(Referring expression pointing data)
────────────────────────────────────────
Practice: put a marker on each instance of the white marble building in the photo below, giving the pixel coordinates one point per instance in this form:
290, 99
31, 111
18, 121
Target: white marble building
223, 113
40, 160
────────────────────────────────────────
▸ Exercise brief:
Please repeat all the records above exactly as they appear.

▸ Result below:
Practice: put a marker on each instance of the white marble building in the photo below, giving the pixel coordinates one point per instance in this form:
290, 99
31, 111
18, 121
Target: white marble building
223, 113
40, 160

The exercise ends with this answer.